### INSTRUCTIONS TO FOLLOW:
Count how many lines in the items below contain the string "sign", with case counting, and reply with only that number.

(Entries from a pointing dataset)

----------------

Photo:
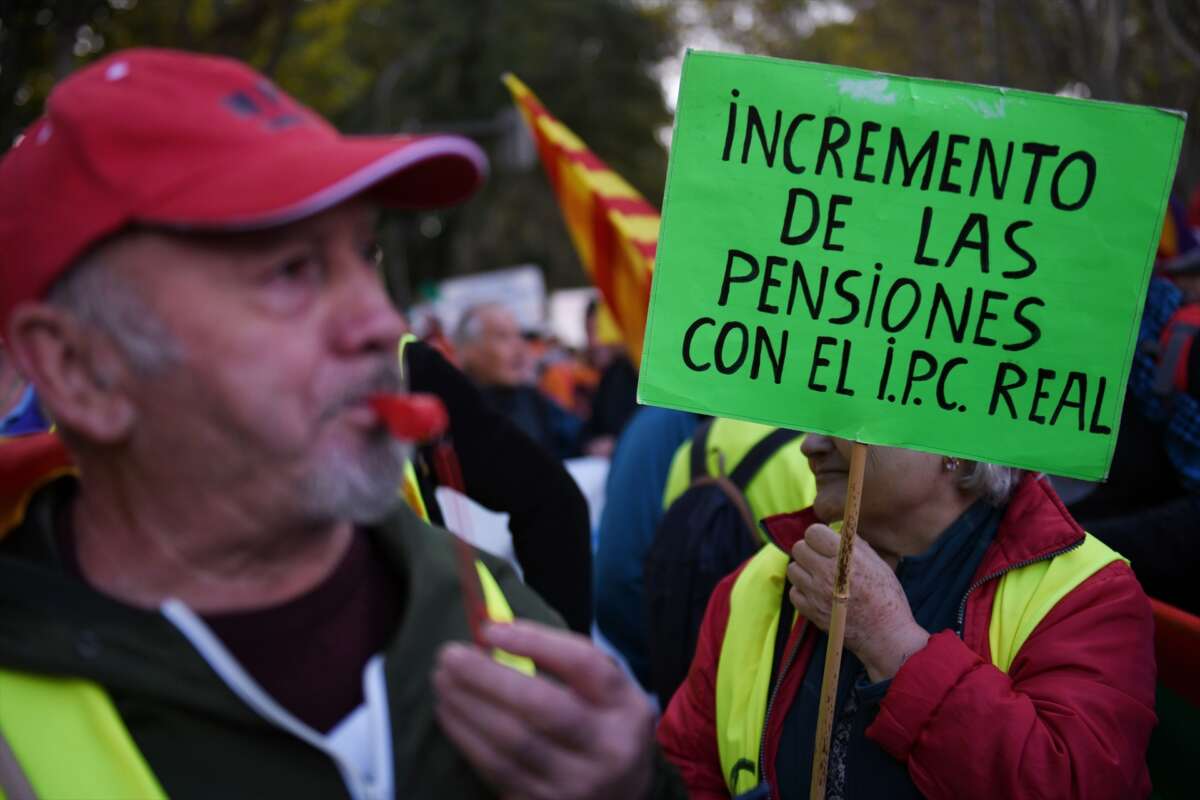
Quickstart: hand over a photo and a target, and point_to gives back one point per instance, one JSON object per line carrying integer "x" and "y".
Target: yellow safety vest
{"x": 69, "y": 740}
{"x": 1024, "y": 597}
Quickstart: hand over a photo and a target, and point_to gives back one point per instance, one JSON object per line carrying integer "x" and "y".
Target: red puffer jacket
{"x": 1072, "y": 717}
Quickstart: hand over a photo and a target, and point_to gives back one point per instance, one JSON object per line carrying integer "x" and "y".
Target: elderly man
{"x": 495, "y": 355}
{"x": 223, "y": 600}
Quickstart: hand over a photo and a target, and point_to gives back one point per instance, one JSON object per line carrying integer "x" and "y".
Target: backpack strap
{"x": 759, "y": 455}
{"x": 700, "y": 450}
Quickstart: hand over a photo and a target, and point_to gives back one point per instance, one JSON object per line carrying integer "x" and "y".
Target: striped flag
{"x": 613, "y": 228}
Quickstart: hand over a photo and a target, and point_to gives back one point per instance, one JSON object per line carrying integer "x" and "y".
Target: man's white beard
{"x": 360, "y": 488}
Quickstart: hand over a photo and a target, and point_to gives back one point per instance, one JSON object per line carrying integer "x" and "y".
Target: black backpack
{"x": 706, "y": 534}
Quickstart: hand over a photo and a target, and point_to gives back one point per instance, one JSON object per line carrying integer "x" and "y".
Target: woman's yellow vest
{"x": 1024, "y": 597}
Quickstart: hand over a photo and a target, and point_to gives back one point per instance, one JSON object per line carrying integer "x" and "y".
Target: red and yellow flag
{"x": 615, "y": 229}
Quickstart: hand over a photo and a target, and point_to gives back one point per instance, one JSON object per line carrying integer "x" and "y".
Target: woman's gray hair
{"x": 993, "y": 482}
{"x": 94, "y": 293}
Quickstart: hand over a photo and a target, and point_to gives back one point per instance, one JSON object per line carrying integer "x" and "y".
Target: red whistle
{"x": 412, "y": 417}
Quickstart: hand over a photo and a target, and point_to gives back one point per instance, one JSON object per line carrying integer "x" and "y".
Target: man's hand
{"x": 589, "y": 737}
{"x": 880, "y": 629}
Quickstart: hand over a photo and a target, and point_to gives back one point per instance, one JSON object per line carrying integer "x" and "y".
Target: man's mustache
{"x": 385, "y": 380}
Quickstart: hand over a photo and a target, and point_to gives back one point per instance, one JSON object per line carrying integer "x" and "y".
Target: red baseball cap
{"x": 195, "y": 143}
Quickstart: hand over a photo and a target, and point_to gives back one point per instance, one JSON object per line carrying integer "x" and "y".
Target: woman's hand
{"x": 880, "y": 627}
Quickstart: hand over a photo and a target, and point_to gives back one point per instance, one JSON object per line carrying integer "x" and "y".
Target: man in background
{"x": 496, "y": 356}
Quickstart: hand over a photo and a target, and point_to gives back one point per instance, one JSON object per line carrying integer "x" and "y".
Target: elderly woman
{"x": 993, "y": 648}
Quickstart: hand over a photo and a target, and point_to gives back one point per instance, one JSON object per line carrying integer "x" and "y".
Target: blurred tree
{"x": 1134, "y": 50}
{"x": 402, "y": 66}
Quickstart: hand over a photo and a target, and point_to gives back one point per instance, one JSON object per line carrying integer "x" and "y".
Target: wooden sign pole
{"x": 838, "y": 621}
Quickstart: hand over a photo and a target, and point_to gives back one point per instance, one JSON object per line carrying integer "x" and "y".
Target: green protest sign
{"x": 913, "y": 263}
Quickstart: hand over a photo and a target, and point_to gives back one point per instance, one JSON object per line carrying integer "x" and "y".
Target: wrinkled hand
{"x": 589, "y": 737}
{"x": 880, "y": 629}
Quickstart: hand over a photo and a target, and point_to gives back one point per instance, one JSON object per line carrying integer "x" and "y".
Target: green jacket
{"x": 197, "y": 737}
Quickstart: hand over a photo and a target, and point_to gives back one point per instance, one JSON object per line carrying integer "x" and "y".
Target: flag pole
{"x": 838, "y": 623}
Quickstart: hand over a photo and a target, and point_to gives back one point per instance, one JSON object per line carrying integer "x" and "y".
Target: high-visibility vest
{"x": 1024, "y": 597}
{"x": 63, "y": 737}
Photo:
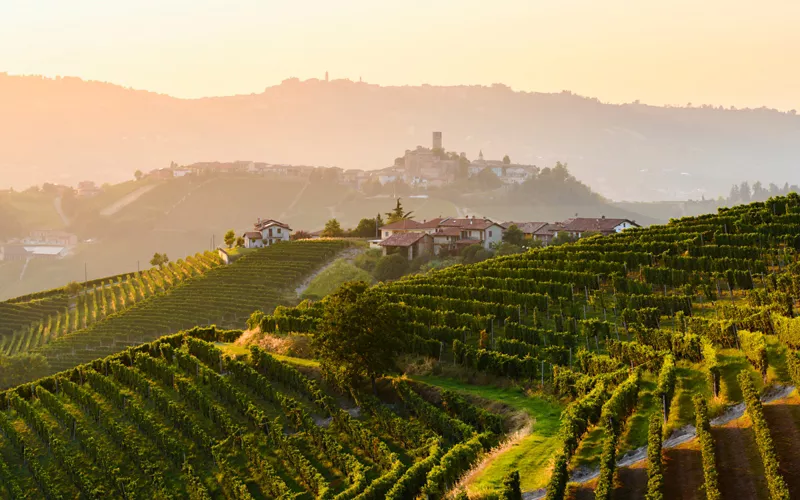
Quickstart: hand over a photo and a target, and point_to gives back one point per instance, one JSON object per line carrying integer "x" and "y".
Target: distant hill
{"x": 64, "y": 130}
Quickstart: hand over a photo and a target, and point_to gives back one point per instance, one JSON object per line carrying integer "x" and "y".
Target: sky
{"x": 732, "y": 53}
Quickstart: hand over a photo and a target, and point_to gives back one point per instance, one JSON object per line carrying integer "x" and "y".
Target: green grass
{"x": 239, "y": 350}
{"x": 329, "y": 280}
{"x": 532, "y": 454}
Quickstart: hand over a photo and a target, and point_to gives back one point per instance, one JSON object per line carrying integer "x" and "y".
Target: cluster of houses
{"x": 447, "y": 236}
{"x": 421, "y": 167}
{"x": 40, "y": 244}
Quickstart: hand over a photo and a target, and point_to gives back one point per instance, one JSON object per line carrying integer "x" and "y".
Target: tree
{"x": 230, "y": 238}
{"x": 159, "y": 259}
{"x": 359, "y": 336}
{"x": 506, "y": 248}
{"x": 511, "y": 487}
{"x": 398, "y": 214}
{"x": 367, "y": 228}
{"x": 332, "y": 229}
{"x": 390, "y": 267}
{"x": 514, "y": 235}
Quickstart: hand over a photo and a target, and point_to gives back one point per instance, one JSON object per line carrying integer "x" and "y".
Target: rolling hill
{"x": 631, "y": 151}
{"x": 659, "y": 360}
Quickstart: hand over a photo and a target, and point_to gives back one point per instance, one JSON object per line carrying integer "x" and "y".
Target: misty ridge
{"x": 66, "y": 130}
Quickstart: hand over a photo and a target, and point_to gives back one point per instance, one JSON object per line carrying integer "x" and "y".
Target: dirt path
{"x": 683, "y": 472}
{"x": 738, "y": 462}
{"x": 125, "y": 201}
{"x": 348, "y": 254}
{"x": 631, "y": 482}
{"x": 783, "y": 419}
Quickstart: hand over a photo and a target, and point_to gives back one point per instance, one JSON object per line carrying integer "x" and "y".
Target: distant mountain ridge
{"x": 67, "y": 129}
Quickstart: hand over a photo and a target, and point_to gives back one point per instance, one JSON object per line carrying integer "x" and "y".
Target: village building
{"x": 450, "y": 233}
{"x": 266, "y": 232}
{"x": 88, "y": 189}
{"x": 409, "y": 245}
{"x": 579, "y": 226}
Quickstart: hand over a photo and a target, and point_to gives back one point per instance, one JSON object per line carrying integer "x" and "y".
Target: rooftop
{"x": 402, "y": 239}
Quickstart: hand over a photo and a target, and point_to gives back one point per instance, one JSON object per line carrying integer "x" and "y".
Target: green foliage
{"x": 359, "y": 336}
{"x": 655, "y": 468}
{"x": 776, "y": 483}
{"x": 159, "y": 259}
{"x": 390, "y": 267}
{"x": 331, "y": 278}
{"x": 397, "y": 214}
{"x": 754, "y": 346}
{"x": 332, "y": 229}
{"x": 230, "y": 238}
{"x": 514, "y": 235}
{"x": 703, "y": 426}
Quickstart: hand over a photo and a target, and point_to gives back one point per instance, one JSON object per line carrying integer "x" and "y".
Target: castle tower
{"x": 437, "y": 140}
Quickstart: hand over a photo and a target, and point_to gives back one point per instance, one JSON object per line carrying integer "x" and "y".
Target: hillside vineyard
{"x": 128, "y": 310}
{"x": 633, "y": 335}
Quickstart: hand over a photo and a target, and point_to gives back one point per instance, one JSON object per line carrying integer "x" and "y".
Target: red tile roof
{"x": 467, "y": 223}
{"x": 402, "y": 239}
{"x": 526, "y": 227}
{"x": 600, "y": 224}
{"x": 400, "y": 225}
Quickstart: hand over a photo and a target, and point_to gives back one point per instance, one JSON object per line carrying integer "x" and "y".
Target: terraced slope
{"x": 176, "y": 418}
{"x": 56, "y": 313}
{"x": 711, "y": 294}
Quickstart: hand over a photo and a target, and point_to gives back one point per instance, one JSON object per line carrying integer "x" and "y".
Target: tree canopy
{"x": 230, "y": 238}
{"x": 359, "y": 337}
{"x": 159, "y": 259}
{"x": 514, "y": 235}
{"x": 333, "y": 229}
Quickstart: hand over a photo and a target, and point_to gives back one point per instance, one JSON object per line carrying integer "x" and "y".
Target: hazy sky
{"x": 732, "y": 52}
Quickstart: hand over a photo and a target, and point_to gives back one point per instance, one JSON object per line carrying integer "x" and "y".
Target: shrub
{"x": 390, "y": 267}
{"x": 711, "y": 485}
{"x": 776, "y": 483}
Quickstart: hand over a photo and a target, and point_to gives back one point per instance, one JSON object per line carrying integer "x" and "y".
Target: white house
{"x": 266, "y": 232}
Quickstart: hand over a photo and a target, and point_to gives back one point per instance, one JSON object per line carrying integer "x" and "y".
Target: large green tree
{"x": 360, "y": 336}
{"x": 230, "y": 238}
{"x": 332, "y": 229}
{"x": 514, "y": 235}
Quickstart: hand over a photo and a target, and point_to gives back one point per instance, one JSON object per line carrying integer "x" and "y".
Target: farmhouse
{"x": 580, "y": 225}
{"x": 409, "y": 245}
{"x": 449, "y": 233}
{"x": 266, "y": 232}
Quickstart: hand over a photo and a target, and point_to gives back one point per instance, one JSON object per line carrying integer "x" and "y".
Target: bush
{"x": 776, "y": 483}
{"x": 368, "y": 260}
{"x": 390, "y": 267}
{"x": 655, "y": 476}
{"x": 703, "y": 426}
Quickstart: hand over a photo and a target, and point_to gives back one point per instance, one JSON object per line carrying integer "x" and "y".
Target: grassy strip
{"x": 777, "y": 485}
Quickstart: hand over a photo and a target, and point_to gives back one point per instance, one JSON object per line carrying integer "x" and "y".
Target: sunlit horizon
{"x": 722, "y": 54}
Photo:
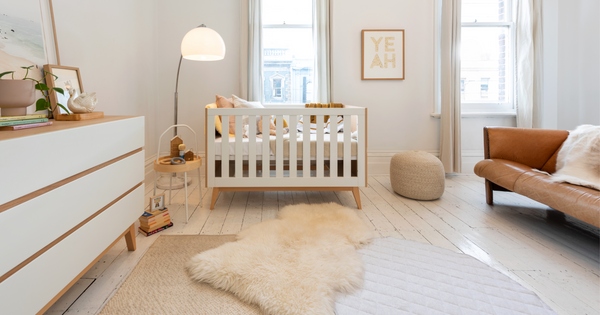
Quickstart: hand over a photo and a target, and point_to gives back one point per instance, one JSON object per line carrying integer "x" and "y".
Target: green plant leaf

----------------

### ANSWER TO THIS TASK:
2